"""

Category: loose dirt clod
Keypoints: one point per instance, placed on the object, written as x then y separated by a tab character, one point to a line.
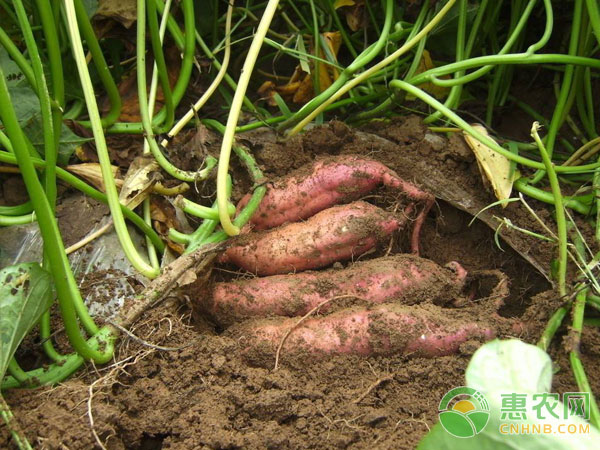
206	396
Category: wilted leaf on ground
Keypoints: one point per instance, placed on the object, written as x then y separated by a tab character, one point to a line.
141	176
124	11
27	108
300	87
25	293
354	12
495	168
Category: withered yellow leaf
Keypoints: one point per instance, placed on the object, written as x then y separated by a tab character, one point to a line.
339	3
495	168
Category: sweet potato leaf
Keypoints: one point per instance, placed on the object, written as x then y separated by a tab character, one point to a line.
25	293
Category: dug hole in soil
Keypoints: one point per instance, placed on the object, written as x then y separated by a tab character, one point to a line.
202	394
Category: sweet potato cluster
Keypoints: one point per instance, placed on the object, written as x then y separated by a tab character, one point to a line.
312	219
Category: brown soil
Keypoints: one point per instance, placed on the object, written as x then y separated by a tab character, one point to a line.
201	393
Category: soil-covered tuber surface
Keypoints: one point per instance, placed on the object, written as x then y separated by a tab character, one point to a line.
201	393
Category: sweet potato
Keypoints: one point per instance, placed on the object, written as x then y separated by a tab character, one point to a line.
336	234
330	182
419	330
405	278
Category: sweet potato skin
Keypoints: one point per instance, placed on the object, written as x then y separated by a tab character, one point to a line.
328	182
424	331
403	278
336	234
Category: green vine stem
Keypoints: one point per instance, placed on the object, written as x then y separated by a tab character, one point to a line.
380	65
164	163
561	224
576	364
234	113
103	157
101	67
80	185
461	123
70	301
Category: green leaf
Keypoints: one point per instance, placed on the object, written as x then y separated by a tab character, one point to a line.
507	367
25	293
12	73
27	108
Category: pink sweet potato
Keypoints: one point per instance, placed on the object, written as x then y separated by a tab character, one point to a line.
407	279
426	331
336	234
330	182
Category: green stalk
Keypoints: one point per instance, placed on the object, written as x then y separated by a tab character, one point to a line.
63	369
594	13
563	105
101	67
160	68
93	193
461	52
8	221
50	144
360	61
24	208
561	224
458	121
576	364
18	58
58	92
234	113
103	157
164	163
70	301
380	65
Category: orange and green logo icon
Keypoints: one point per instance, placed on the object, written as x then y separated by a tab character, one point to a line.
464	412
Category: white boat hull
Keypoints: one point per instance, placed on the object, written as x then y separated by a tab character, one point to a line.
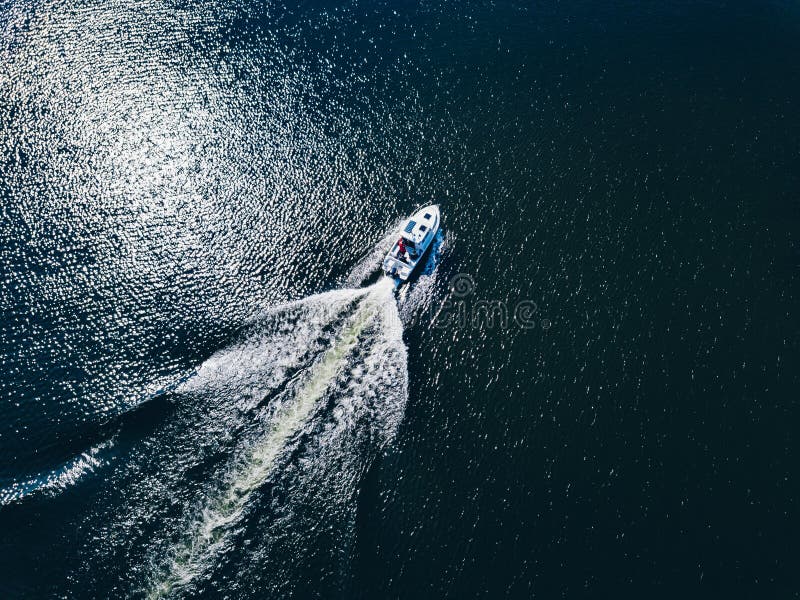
417	232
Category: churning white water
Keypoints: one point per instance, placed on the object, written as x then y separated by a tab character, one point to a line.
341	353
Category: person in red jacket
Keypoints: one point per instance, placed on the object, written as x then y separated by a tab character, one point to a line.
401	248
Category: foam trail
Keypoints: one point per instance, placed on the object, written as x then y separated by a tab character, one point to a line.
58	479
192	555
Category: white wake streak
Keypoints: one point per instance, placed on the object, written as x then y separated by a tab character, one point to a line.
190	557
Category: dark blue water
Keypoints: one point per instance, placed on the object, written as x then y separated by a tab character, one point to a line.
590	392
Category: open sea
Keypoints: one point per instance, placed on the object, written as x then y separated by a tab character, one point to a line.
208	391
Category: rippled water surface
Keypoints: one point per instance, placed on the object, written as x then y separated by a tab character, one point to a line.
591	391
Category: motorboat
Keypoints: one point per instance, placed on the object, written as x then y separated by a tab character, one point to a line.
415	237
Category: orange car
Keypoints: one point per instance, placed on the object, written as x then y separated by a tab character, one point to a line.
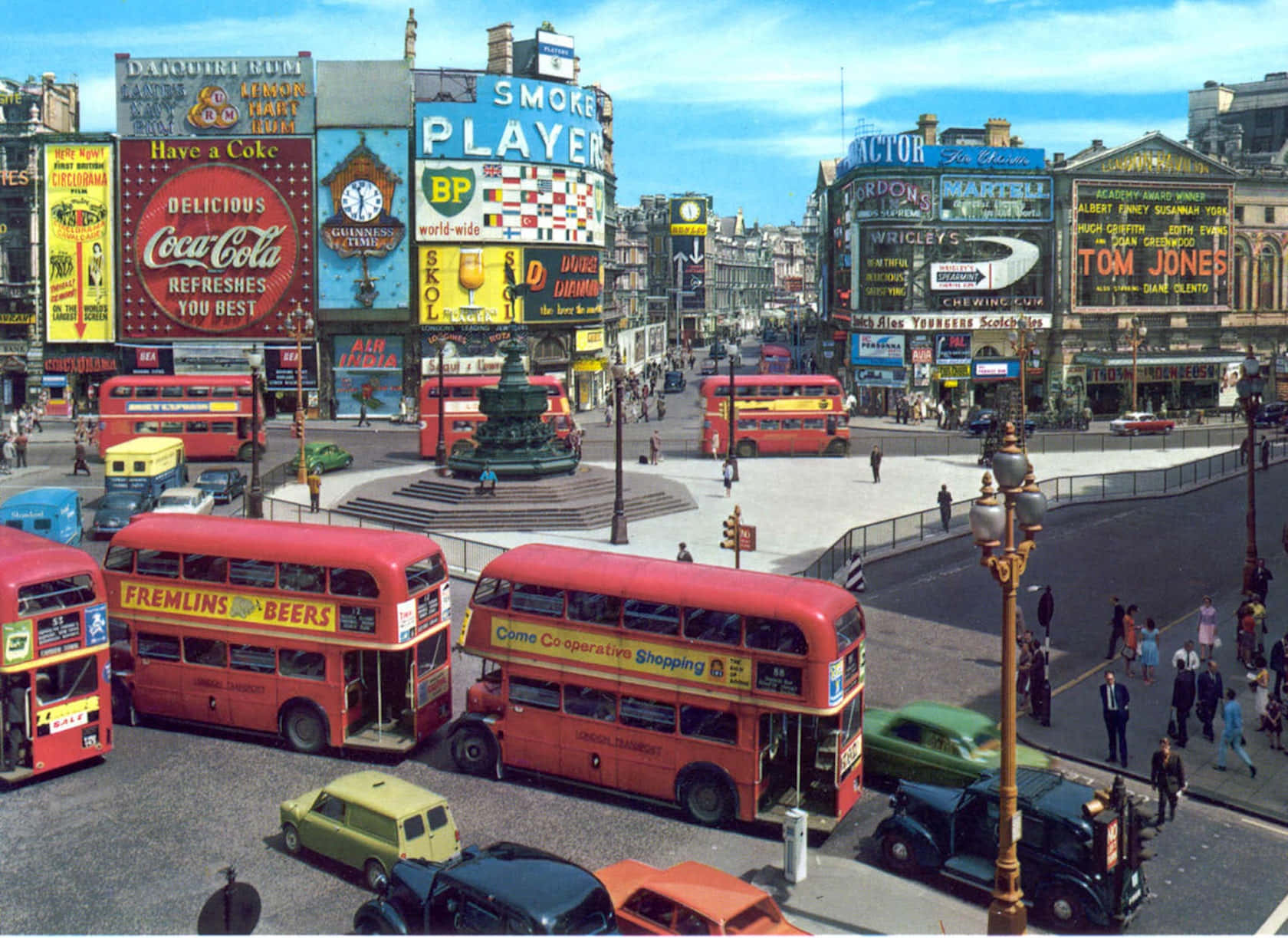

"""

■ WHAT YOU ARE ASKED TO DO:
Give back each line above verbatim, dropping every picture.

■ SOLUTION:
Category: loose dirt clod
Keypoints: one point per instance, placed on the object, written as x then y separated by a tab character, one point to a line.
206	396
Category: wilted leaf on ground
Keypoints: one point per instance, placed on the object, written as x then y separated by a tab character, one point to a line.
141	176
124	11
27	108
300	87
25	293
354	12
495	168
Category: withered yellow leaf
Keypoints: one point per instance, placed on the object, written as x then y separated by a tab character, one point to a line.
339	3
495	168
Category: sweet potato leaf
Keypoints: one point per instance, placed on the object, written as x then y separated by a tab character, one point to a line.
25	293
Category: dug hole in soil
Keypoints: one point per instance, placed on the object, written as x then y separated by a tab character, one point to a line.
202	394
Category: sweet potato cluster
Keypoints: one point per instance, placed on the object, written as x then y separated by a tab character, one point to a line.
312	219
Category: brown soil
Keypoints: one point per instance, placed on the object, written as x then y separated by a tab character, one point to a line.
201	393
Category: soil-covered tuber surface
Keypoints: one point per instance, placed on the object, written as x then y separated by a tab character, one point to a line.
201	393
Category: sweet potato
Keypoints: one point per instance, placed on the object, written as x then y separated by a tab character, one point to a line.
336	234
330	182
419	330
405	278
Category: sweet potato skin
Keypoints: one point per instance, placed on the object, written as x then y separated by a tab character, one point to a line.
328	182
424	331
403	278
336	234
Category: green vine stem
Keypoints: one point per instance, placed on the object, written as x then y separated by a tab character, one point to a line.
380	65
164	163
561	224
576	364
234	113
103	157
101	67
80	185
461	123
70	301
Category: green leaf
Keypoints: one point per instance, placed on the object, written as x then y separated by a tab character, one point to a line.
507	367
25	293
12	73
27	108
Category: pink sweet potato
Keypoints: one point per instance, placed on the object, written as x then y separated by a tab character, one point to a line.
407	279
426	331
336	234
330	182
Category: green stalk
Keypoints: one point per instance, placed on the object, written as x then y separated by a tab character, one point to a line.
63	369
594	13
563	105
101	67
160	68
93	193
461	52
8	221
50	144
360	61
24	208
561	224
458	121
576	364
18	58
58	92
234	113
103	157
164	163
70	301
380	65
Category: orange and green logo icon
Keypoints: one point per instance, placed on the object, written as x then y separated by a tab character, one point to a line.
464	412
Category: white boat hull
Keypoints: one point per instance, placed on the object, written as x then y separated by a tab character, one point to a line.
417	232
Category: churning white water
Keypoints: one point per instance, placed on the object, written as x then y separated by a tab character, one point to a line.
341	353
Category: person in red jacket
Keypoints: one point per instance, placed on the object, written as x then y separated by a tab character, one point to a line.
401	248
Category: foam trail
Keypoints: one point per instance, placed on the object, written as x then y separated by a tab character, one point to a line.
58	479
192	555
Category: white wake streak
Keypoints: one point per instance, placed on the object, written as x then y separated by a tab character, one point to a line.
190	557
Category: dark blue water
Keypoints: one point per instance, placed on the object, written as x then y separated by a tab character, one point to a line.
590	392
Category: open sea
Keypoints: one point per instance, placed on the object, written as x then y separated by a tab character, one point to a line.
208	391
Category: rippled water surface
Keypoints: one point per instance, placed on the object, written as x then y separated by a tab character, one point to a line.
591	391
Category: motorboat
Keypoints: one point per instance, placed on the object, written as x then y separated by a tab character, one point to a line.
415	237
Category: orange car
Keypoints: one point per instance, placed on the object, written as x then y separated by a tab character, one point to a line.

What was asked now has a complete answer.